- **What this task involves**
Bring together copies of the lines in the data below that contain the word "green".

- **Input records**
- - - - -
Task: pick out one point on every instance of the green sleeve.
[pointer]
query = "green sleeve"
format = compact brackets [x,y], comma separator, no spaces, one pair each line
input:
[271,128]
- - - - -
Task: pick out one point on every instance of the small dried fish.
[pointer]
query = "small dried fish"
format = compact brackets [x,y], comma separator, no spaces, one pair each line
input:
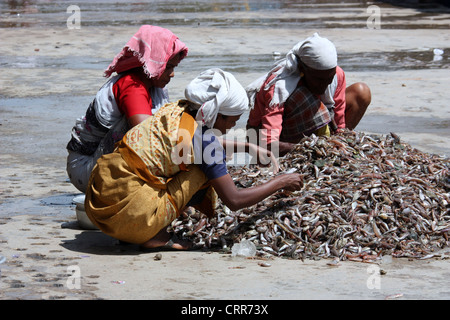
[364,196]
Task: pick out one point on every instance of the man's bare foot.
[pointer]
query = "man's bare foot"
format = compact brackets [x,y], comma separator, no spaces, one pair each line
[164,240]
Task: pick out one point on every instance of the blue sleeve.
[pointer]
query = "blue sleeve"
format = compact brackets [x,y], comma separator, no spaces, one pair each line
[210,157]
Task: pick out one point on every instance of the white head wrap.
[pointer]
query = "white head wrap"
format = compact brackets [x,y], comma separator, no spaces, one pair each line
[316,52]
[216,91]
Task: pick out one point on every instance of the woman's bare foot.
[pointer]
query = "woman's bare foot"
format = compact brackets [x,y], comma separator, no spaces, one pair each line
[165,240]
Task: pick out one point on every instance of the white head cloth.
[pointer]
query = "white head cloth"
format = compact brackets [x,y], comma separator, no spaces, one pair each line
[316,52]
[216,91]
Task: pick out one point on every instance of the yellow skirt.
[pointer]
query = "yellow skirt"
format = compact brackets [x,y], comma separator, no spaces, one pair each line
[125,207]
- - - - -
- **Answer to the problem**
Task: pick out one point on every instance of the green sleeve.
query = "green sleeve"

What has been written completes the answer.